> 記事:
◇セ・リーグ 中日2-1広島(2024年7月7日 バンテリンD)
痛快な首位叩きだ。9回1死満塁の好機、代打出場した中日・板山が、起用に応えた。
「4回くらいですかね。立浪監督から“いいところでいくぞ”と言われていたので。いろんな状況を想定して準備していました」
打った瞬間、右拳を突き上げた。2ボール1ストライクからの4球目、栗林のフォークを巧打。右前へ、はじき返した一打はプロ初のサヨナラ打だ。仲間から歓喜のウオーターシャワーを浴び、ベンチ前では立浪監督と力強く抱き合った。「最高にうれしかった。みんながうれしそうな顔で走ってきてくれた光景は、一生忘れないと思う」とかみしめた。
負けられない理由があった。支えてくれる妻子の存在だ。この日は七夕。天の川に願いをかける夜を前に、自宅には数日前から家族で笹を用意していた。

> 要件 1:
記録から、文字列「sock」を含む行をすべて選び出してください。大文字と小文字は区別します。
記録は記事の内容とは関係ありません。

> 記録抜粋:
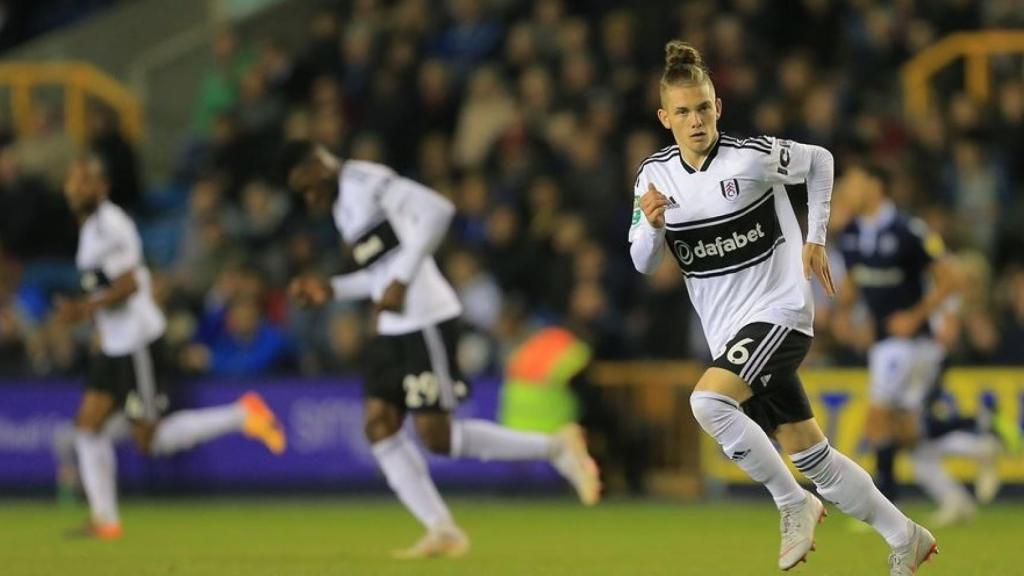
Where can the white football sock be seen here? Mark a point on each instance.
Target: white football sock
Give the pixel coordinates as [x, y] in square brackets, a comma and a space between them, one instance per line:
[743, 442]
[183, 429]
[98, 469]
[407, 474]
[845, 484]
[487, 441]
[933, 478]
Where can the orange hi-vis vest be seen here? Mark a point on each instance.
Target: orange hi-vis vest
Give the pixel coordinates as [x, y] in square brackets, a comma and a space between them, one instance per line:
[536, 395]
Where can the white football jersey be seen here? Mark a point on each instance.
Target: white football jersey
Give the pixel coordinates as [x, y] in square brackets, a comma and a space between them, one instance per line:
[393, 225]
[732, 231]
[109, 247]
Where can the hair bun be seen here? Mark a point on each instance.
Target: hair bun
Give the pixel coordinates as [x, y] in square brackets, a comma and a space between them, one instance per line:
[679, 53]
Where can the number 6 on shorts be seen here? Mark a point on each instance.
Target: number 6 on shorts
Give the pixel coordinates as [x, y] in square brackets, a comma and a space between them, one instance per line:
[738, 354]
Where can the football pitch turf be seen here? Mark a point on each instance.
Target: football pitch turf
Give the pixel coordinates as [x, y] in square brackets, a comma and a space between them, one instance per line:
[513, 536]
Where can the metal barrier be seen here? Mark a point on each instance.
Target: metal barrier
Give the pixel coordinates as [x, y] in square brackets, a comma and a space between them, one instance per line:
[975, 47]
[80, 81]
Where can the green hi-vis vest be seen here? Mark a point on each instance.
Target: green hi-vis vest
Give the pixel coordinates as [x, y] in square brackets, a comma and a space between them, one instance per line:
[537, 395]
...
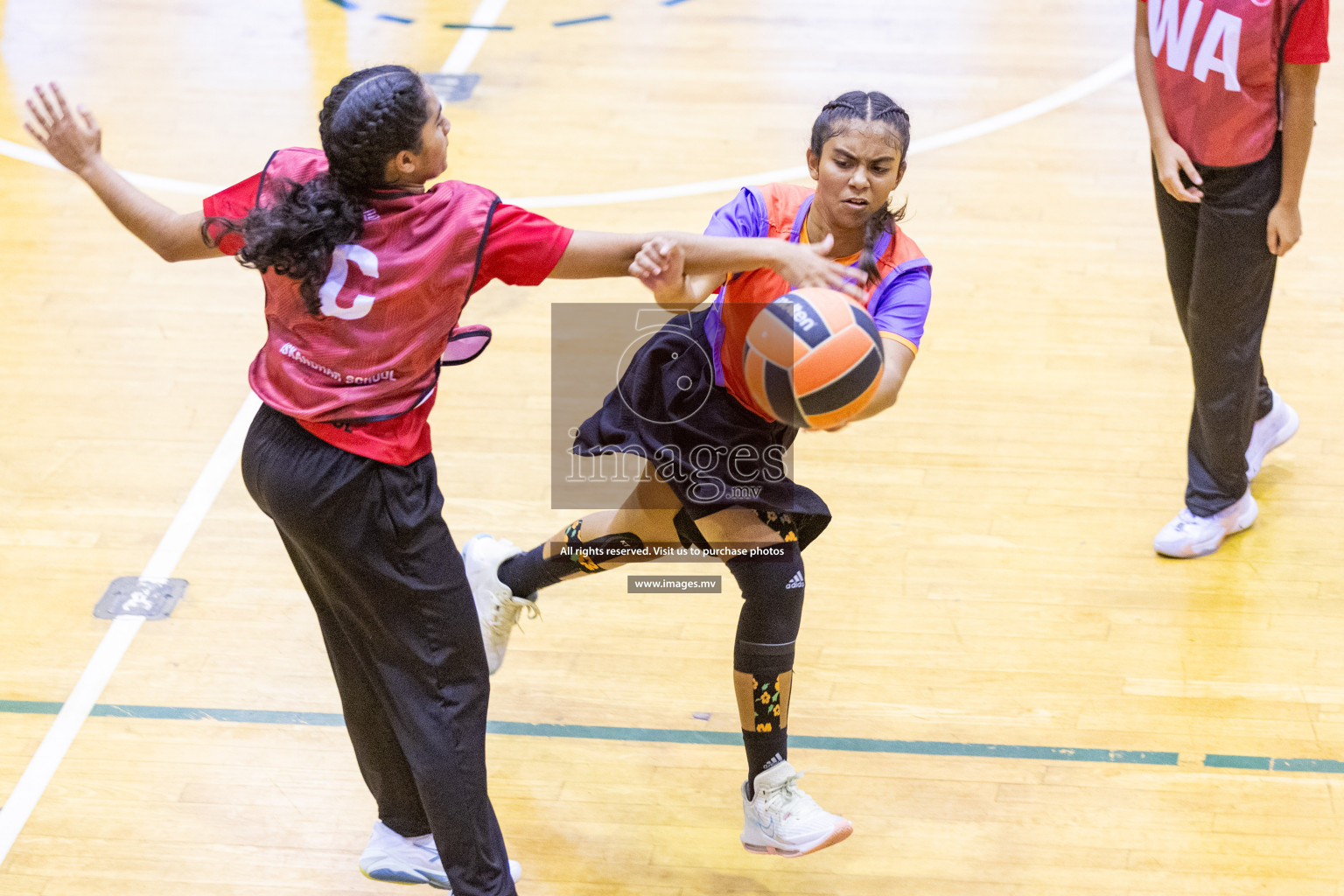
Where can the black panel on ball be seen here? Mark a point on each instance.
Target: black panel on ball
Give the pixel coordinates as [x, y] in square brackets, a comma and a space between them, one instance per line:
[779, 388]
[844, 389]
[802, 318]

> 要件 2:
記事の「打った瞬間、右拳を突き上げた。」で始まる段落を、主な事実を残して箇条書きにまとめてください。

> 期待出力 1:
Where can the white football sock be seen here? Mark a point on each instance.
Target: white football sock

> 期待出力 2:
- 打った瞬間、右拳を突き上げた。
- 2ボール1ストライクからの4球目、栗林のフォークを右前へはじき返し、プロ初のサヨナラ打とした。
- 仲間からウオーターシャワーを浴び、ベンチ前で立浪監督と抱き合った。
- 「最高にうれしかった」と語り、みんながうれしそうな顔で走ってきた光景は一生忘れないと思うと話した。